WHAT YOU HAVE TO DO >>
Pull out every line of the data below that contains the string "green". Match case exactly.

DATASET RECORDS >>

-- Start --

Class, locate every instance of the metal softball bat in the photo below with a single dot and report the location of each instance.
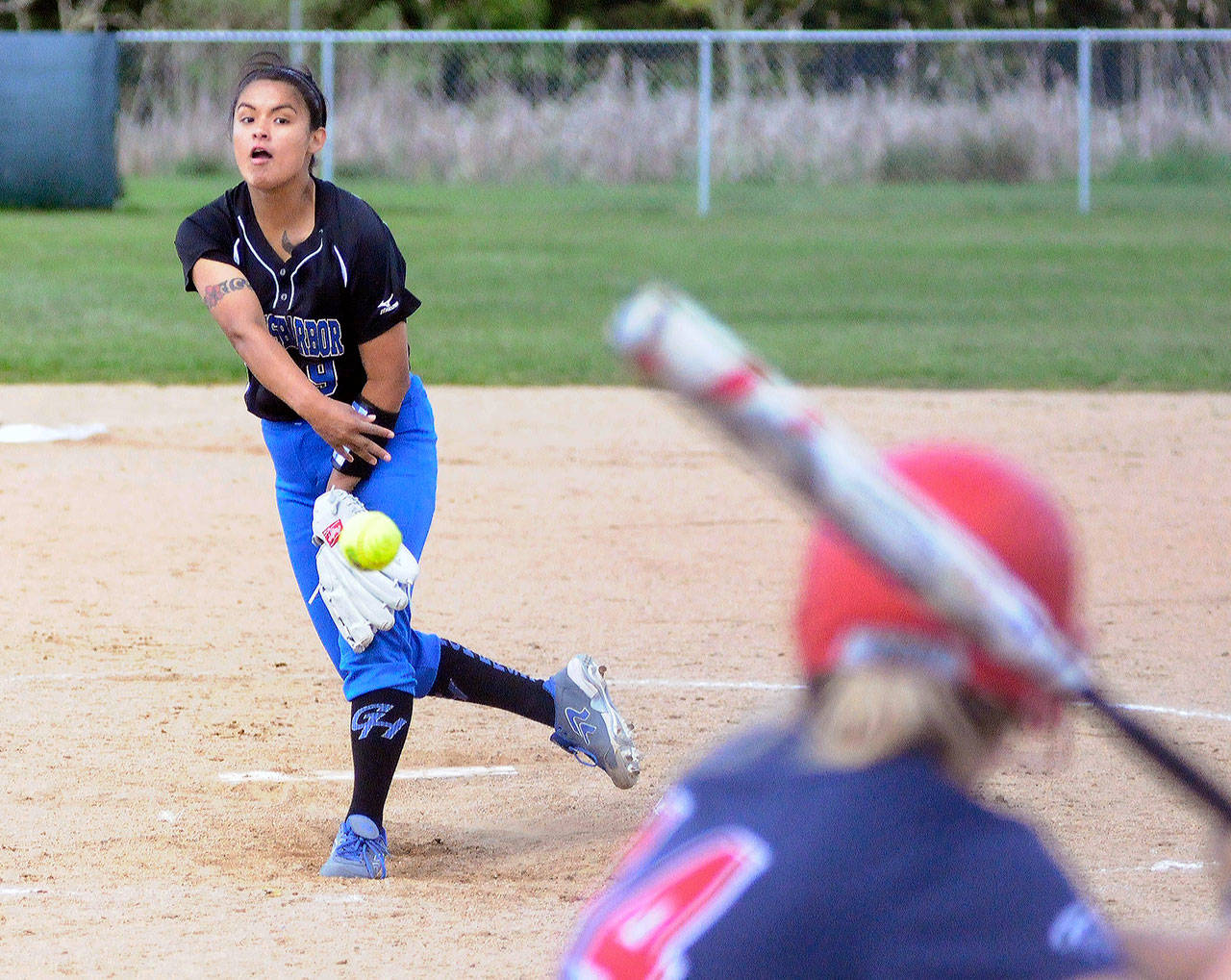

-- End --
-- Start --

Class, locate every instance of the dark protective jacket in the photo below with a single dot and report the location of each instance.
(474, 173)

-- End --
-- Start --

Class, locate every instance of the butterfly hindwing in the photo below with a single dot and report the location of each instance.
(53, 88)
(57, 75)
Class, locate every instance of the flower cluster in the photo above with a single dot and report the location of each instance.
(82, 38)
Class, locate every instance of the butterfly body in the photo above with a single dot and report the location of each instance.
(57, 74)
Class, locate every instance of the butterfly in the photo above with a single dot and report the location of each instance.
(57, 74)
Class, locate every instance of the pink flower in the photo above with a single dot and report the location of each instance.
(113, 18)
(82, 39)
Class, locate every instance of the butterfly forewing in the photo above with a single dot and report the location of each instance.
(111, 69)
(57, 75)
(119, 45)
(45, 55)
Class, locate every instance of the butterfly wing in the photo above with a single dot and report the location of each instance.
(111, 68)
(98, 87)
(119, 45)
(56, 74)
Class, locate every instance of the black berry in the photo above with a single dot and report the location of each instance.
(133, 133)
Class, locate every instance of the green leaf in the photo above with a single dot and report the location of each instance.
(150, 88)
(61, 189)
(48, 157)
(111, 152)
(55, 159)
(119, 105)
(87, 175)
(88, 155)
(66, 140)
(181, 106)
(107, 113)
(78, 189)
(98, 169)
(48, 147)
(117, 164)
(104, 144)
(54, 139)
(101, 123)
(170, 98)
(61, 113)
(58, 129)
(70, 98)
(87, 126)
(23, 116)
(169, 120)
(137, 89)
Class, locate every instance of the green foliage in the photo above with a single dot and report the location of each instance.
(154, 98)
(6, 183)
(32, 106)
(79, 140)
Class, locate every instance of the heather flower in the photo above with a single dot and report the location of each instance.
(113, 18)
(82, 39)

-- End --

EXERCISE ANSWER >>
Class, locate every instance of the green leaf in the photo above with a single dot and report the location of each instance.
Class, locate every instance of the green foliage in the photo above with a single dot and report the location of each instance.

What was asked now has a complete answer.